TASK ITEM: Write only the count of lines that hold the word "below" in the listing.

LISTED RECORDS:
:::

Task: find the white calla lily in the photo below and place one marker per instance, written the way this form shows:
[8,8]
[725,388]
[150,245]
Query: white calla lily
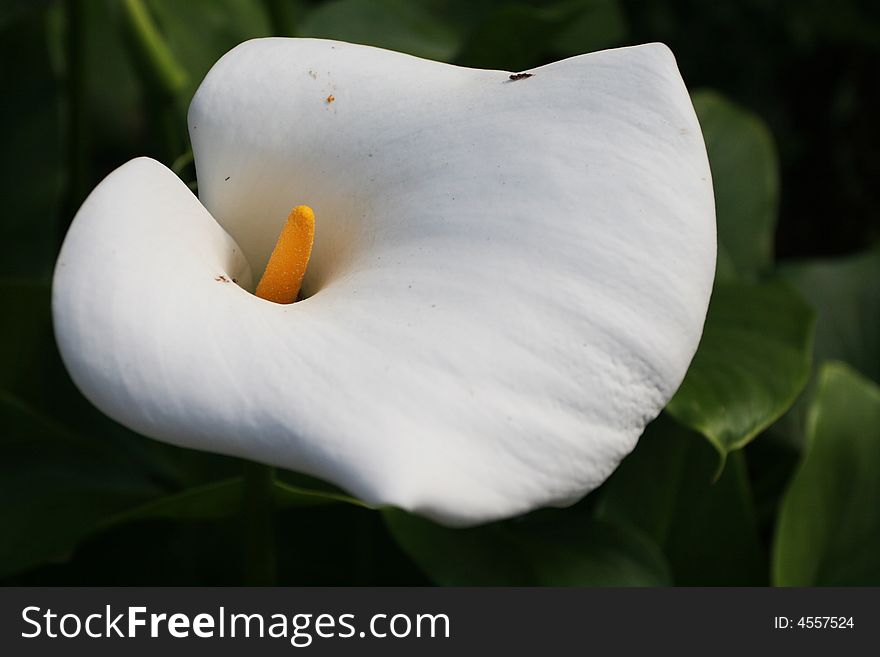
[509,277]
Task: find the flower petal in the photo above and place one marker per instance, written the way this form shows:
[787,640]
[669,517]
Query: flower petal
[509,277]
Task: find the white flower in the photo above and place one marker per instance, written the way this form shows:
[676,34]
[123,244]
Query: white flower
[509,277]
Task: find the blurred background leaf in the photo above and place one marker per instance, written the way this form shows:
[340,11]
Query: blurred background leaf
[546,548]
[393,24]
[707,529]
[829,527]
[32,169]
[753,361]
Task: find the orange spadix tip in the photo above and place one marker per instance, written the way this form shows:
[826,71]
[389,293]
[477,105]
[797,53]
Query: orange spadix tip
[290,257]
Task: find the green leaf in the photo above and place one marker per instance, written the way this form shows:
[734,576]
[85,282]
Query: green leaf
[199,32]
[31,159]
[828,532]
[547,548]
[54,487]
[393,24]
[221,499]
[753,360]
[599,24]
[707,529]
[516,36]
[745,174]
[846,297]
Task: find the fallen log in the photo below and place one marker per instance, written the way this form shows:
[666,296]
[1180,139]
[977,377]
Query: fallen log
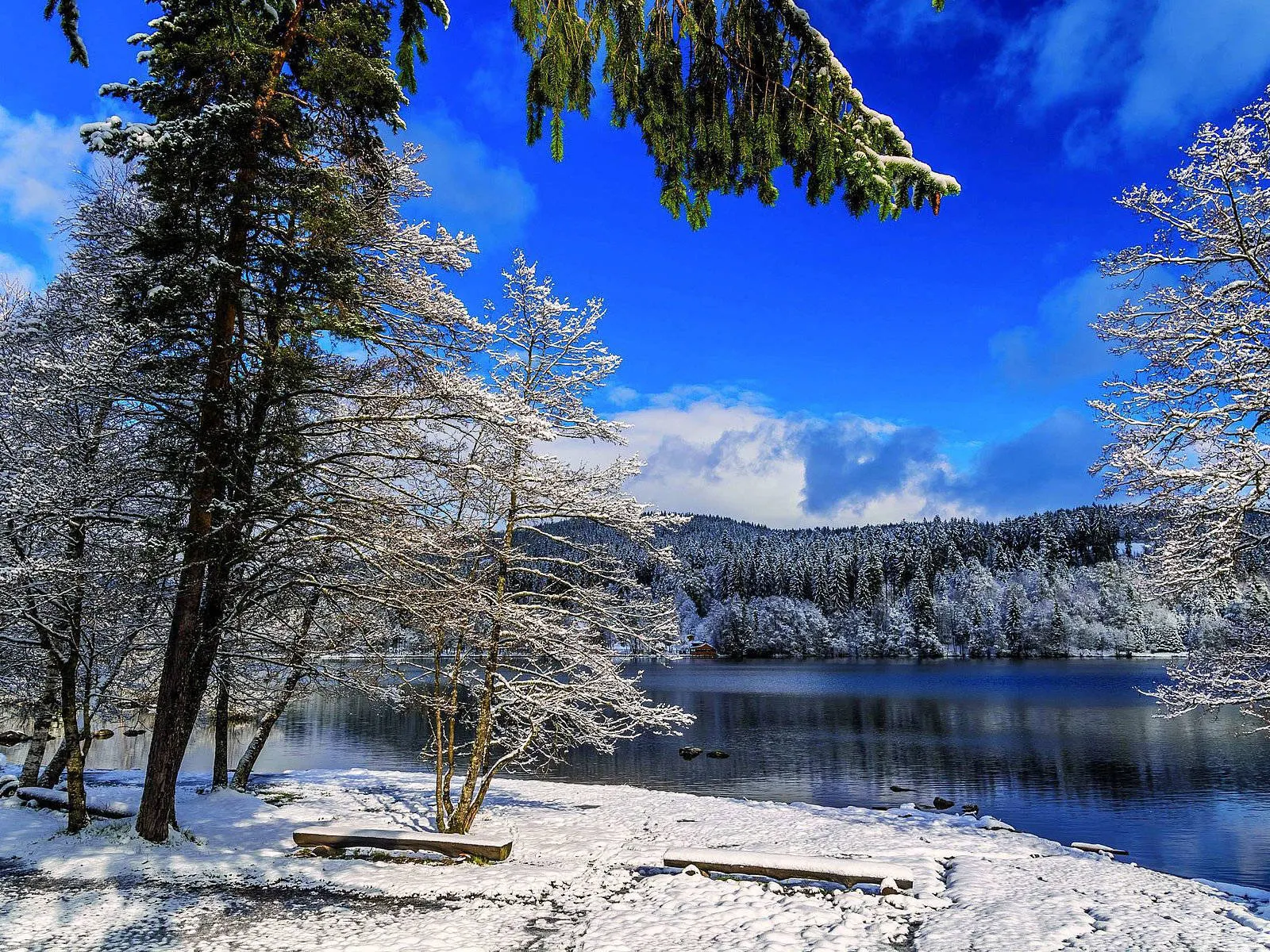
[787,866]
[1099,848]
[391,838]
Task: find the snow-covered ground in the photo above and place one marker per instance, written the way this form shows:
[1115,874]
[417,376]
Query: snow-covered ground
[586,873]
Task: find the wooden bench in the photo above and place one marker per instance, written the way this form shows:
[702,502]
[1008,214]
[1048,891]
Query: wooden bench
[59,800]
[787,866]
[394,838]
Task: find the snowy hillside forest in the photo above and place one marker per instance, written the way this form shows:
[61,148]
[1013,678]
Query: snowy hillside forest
[1058,583]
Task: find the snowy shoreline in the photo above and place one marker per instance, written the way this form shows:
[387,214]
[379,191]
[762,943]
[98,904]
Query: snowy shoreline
[586,873]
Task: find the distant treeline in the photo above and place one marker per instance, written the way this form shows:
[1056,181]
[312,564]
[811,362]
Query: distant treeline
[1060,583]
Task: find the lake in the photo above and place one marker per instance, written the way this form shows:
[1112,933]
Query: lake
[1067,749]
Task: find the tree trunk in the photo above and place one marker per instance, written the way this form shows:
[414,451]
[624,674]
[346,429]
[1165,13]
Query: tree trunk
[247,763]
[76,799]
[52,774]
[192,645]
[44,711]
[221,757]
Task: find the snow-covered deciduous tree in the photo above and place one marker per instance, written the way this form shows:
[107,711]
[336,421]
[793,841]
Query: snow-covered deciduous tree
[82,569]
[525,670]
[1191,425]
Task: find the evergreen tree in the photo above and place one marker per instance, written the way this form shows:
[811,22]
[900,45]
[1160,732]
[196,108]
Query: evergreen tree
[723,95]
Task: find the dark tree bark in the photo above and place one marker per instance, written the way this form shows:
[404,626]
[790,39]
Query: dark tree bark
[221,755]
[44,723]
[201,592]
[247,763]
[56,766]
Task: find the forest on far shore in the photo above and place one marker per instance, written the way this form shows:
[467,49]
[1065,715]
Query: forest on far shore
[1060,583]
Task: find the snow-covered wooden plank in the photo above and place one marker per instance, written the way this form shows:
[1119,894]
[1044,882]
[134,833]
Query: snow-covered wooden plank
[395,838]
[1099,848]
[59,800]
[789,866]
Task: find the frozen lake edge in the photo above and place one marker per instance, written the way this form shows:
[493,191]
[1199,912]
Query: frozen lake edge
[584,873]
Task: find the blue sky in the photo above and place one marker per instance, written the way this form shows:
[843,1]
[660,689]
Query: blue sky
[793,365]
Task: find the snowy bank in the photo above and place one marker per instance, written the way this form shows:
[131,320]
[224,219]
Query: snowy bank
[584,873]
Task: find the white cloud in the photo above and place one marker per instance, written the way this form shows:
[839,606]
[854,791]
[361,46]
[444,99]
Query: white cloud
[473,190]
[1195,57]
[38,160]
[717,454]
[18,272]
[1137,69]
[714,454]
[1060,346]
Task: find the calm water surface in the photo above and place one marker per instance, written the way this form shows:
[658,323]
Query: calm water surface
[1066,749]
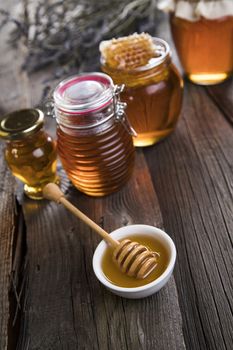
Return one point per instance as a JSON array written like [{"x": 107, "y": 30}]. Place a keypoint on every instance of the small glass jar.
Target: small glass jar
[
  {"x": 94, "y": 137},
  {"x": 153, "y": 94},
  {"x": 30, "y": 153},
  {"x": 205, "y": 48}
]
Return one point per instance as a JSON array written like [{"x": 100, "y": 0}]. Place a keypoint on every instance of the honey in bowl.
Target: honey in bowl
[{"x": 118, "y": 278}]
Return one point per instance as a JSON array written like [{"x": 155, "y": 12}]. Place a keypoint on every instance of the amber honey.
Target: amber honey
[
  {"x": 153, "y": 94},
  {"x": 115, "y": 276},
  {"x": 30, "y": 153},
  {"x": 33, "y": 161},
  {"x": 205, "y": 48},
  {"x": 94, "y": 143},
  {"x": 97, "y": 164}
]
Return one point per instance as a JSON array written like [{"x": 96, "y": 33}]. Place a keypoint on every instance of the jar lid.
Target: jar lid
[
  {"x": 20, "y": 124},
  {"x": 84, "y": 93}
]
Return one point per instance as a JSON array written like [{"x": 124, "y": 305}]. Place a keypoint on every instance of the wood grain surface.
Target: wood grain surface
[
  {"x": 183, "y": 184},
  {"x": 194, "y": 187}
]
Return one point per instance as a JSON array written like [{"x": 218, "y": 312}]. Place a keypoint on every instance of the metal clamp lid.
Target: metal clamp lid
[{"x": 120, "y": 108}]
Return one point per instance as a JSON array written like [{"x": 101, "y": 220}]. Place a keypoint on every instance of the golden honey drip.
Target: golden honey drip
[
  {"x": 205, "y": 48},
  {"x": 119, "y": 278}
]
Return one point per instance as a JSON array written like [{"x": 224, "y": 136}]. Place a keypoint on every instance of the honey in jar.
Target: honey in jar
[
  {"x": 203, "y": 35},
  {"x": 94, "y": 138},
  {"x": 205, "y": 48},
  {"x": 153, "y": 86},
  {"x": 30, "y": 152},
  {"x": 115, "y": 276}
]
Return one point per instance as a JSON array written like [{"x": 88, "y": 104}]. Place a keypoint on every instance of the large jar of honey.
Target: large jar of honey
[
  {"x": 203, "y": 36},
  {"x": 153, "y": 86},
  {"x": 94, "y": 137},
  {"x": 30, "y": 152}
]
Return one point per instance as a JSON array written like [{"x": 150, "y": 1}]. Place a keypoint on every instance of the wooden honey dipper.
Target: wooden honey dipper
[{"x": 132, "y": 258}]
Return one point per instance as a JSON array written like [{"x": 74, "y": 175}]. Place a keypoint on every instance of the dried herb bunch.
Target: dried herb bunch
[{"x": 67, "y": 33}]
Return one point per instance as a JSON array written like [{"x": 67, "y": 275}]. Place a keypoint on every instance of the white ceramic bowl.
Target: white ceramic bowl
[{"x": 150, "y": 288}]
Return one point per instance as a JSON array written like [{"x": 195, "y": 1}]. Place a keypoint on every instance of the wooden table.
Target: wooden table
[{"x": 49, "y": 296}]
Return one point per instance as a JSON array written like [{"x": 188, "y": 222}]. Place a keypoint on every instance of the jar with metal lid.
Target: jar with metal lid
[
  {"x": 94, "y": 137},
  {"x": 202, "y": 31},
  {"x": 153, "y": 93},
  {"x": 30, "y": 152}
]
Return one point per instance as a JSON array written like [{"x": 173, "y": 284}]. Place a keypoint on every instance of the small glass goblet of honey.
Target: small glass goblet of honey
[{"x": 30, "y": 152}]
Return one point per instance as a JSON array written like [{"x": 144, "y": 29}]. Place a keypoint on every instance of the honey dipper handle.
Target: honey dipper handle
[{"x": 52, "y": 192}]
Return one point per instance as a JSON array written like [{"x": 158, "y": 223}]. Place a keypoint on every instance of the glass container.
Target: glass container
[
  {"x": 94, "y": 137},
  {"x": 153, "y": 94},
  {"x": 30, "y": 152},
  {"x": 205, "y": 47}
]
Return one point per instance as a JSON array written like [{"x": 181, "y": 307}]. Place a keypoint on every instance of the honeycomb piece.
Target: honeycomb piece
[{"x": 128, "y": 52}]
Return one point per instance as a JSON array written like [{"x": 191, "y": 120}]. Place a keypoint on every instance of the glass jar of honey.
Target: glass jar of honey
[
  {"x": 205, "y": 48},
  {"x": 30, "y": 153},
  {"x": 94, "y": 137},
  {"x": 202, "y": 31},
  {"x": 153, "y": 93}
]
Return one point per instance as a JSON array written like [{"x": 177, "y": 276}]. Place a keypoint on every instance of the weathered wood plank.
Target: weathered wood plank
[
  {"x": 66, "y": 307},
  {"x": 7, "y": 230},
  {"x": 11, "y": 97},
  {"x": 192, "y": 175},
  {"x": 223, "y": 96}
]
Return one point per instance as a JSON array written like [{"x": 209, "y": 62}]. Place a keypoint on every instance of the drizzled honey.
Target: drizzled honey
[
  {"x": 115, "y": 276},
  {"x": 153, "y": 90},
  {"x": 205, "y": 48}
]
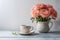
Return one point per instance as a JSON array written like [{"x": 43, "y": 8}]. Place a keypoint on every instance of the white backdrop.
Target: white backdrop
[{"x": 14, "y": 13}]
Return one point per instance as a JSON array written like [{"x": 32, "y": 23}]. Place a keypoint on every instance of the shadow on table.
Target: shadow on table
[{"x": 34, "y": 34}]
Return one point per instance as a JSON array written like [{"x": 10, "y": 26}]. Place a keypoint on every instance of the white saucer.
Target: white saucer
[{"x": 26, "y": 33}]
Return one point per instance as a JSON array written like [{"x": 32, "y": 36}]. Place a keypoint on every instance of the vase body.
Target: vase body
[{"x": 43, "y": 27}]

:::

EXERCISE RESULT: 2